-- Given entries --
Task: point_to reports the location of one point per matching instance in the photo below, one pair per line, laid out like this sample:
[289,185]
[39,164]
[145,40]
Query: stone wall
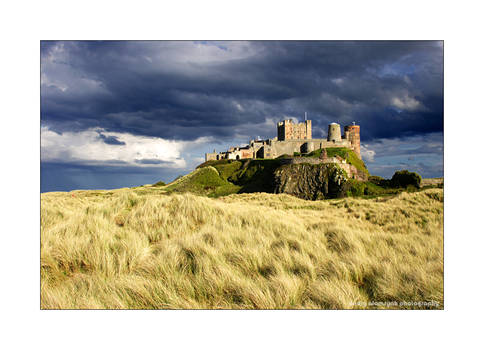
[353,132]
[287,130]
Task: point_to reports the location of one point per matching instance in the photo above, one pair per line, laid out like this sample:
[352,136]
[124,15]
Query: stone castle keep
[293,138]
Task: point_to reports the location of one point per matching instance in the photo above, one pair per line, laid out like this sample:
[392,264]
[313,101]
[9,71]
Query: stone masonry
[293,138]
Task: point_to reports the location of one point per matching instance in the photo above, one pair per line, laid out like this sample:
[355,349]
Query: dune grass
[143,248]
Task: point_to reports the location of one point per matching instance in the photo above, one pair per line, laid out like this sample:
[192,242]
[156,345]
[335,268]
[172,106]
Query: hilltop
[303,176]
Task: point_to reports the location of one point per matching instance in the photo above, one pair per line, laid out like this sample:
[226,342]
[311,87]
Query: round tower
[353,132]
[334,132]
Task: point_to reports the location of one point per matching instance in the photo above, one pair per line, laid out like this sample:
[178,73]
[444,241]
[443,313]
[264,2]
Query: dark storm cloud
[111,140]
[183,90]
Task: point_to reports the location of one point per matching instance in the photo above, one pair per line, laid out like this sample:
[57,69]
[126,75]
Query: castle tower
[353,132]
[334,132]
[287,130]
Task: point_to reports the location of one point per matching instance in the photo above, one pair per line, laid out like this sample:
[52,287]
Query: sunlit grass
[141,248]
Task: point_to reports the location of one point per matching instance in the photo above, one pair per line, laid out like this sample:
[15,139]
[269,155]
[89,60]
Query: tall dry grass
[142,249]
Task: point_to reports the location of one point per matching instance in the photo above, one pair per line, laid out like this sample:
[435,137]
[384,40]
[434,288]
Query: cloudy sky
[117,114]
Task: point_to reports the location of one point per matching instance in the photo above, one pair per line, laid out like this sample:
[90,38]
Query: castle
[293,138]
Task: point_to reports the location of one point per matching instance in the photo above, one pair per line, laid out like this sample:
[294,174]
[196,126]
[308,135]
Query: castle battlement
[291,138]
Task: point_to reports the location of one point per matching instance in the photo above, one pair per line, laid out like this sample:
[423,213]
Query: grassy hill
[151,247]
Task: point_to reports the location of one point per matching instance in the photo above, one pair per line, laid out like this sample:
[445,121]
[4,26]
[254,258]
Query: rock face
[311,181]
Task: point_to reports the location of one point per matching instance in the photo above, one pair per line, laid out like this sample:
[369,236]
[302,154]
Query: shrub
[404,178]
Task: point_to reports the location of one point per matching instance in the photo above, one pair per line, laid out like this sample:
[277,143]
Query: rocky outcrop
[311,181]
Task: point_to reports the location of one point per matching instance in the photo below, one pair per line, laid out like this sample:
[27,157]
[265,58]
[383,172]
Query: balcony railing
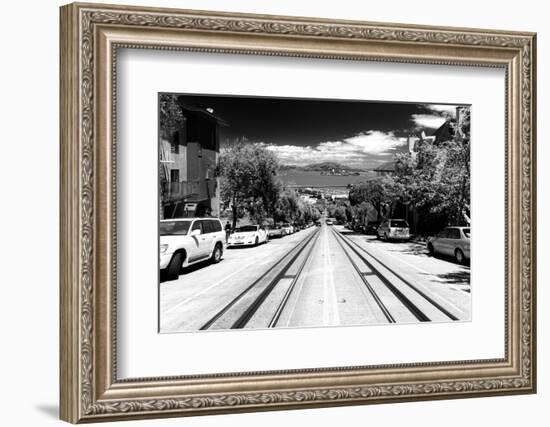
[196,190]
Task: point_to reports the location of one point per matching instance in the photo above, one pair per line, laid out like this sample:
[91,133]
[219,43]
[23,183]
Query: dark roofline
[200,110]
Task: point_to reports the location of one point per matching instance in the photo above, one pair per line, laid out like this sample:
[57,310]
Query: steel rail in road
[286,261]
[371,290]
[407,302]
[290,289]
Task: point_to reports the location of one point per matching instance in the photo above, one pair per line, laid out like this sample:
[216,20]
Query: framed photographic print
[264,212]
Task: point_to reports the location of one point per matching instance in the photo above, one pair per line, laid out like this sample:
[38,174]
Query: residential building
[188,158]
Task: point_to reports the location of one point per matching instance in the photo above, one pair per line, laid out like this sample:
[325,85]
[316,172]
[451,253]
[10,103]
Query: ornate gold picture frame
[90,37]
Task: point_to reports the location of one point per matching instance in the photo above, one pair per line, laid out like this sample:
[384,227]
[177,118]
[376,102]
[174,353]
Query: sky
[359,134]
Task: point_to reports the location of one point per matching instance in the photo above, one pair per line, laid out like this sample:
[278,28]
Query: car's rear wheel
[217,254]
[459,256]
[174,268]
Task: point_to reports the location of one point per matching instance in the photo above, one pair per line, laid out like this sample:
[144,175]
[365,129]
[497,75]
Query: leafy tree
[338,212]
[248,178]
[377,192]
[436,179]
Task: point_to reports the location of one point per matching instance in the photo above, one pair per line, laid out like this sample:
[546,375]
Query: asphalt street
[320,276]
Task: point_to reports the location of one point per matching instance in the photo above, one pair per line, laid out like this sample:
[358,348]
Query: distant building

-- Goal of the exercise --
Repeat each line of the records above exactly, but do not copy the pictures.

-- Final result --
Task: point_to reports the location of one point per matching instance in the photo below, one pair per line, laid out like this sample:
[289,185]
[39,164]
[145,40]
Query: stone wall
[353,132]
[287,130]
Task: point_to reports the location of one point per matching instance in the photo above, one pair per line, laid out like this sample:
[352,136]
[124,15]
Query: stone castle keep
[293,138]
Task: point_to reports the location of one point per matching instance in the photo above, one pair per line, laid out like this sample:
[392,264]
[313,101]
[9,71]
Query: stone masonry
[293,138]
Task: point_to reports the location of one point per matching instance in the photo above, one pair per line, laid out like this sample:
[355,349]
Query: dune grass
[143,248]
Task: point_to reports the location of one point per matching instance in the photo above, one pair per line, laid out like this sample:
[192,242]
[156,345]
[335,268]
[172,106]
Query: hilltop
[303,176]
Task: point_to reports the location of one point per matching instance in the photo above, one pair per line, laid out like this sample:
[226,342]
[311,87]
Query: round tower
[353,132]
[334,132]
Task: point_to reports the location of one point per matching instance in the photo above, one pair per line, laid out like this sample:
[178,73]
[444,241]
[443,313]
[264,2]
Query: dark storm cloud
[111,140]
[183,90]
Task: point_to reports the location of one point per matching instance in the photo above, one pair per line, laid out like this sample:
[57,69]
[126,75]
Query: castle tower
[353,132]
[334,132]
[287,130]
Task: point_to reports the location of one point per matching instance in the photo above, one pair per line, laid out like this sample:
[52,287]
Query: sunlit grass
[141,248]
Task: point_to reports the location of one point per matching instance in the photo above, one pair per line, laid out like this sample:
[15,139]
[269,155]
[89,60]
Query: tall dry grass
[142,249]
Task: point_to reports the location of one point per matching instance in the photo above, one pair per line, laid out like this sample:
[435,137]
[384,40]
[434,288]
Query: cloudy sky
[117,114]
Task: point_to reports the location of one point per matching instance in the photo above, one pair per line, laid out like this sample:
[90,38]
Query: castle
[293,138]
Task: point_to reports the location of one point per matching instance in the photo above, one pair per line, laid out like this sample:
[294,174]
[196,126]
[308,135]
Query: castle battlement
[291,138]
Task: point_to reports the location of one point per matching instance in the photo above, one pair per line, laid out like this sample:
[423,213]
Query: grassy hill
[151,247]
Task: point_to reports the location of one point per matching instance in the photo above, one pair per line, laid out like this sample:
[445,121]
[4,26]
[254,258]
Query: rock face
[311,181]
Task: point_to reports the location of one point per matching instance in the photo above, one pair per line, laid out like this sample:
[369,236]
[302,154]
Query: shrub
[404,178]
Task: point_to reports the location of one point per matching instance in the photo above, one pair per line, laid out like this sample:
[277,143]
Query: rocky outcrop
[311,181]
Task: point_to reports the location of one point per matching instance in the photo below, one pair per line, laid out like this sample:
[27,157]
[265,58]
[383,172]
Query: balcony railing
[196,190]
Task: point_to reports the location of one point per matching instance in the photo above, one pair per line, laid out like this sample:
[91,133]
[219,43]
[23,183]
Query: dark roofline
[200,110]
Task: point_to reports the location of one point per matching instance in the photo above, one pair per line, laid out like this sample:
[57,310]
Query: steel rail in road
[286,261]
[371,290]
[407,302]
[290,289]
Task: point_to reports the location of one point per matching instance in the photo above, one pair per line, laid out like this sample:
[216,20]
Query: framed photographic print
[264,212]
Task: point_to reports the location of one point per matching instance in the photo above, one pair per line, laid out like this sample:
[38,174]
Query: residential building
[188,158]
Task: point_to reports the location of one point per matching instance in the photo above, one pair per line, laid out like this sample:
[325,85]
[316,172]
[451,253]
[10,103]
Query: ornate gold picture frame
[90,37]
Task: point_to reports the location of one point per matching instance in the photo above, one pair per line, laid out like this sample:
[384,227]
[177,118]
[376,102]
[174,353]
Query: sky
[359,134]
Task: point_to reports the location of one point per matching instance in the photo above, one pair per line, laid out like this sample:
[278,28]
Query: car's rear wheel
[217,254]
[459,256]
[174,268]
Task: point_to reports the location of one point per matching instance in the photo above, one pair per line, laid out like this sample:
[144,175]
[365,129]
[497,75]
Query: leafy tree
[338,212]
[248,178]
[377,192]
[436,179]
Task: point_to reports the location of one point per matching instance in the photo above, one pair per line, laid out like this sample:
[546,375]
Query: asphalt street
[320,276]
Task: point_to reports the location of one point per matching instance in the photo above, one pair per line, laid out like this sample:
[358,348]
Query: distant building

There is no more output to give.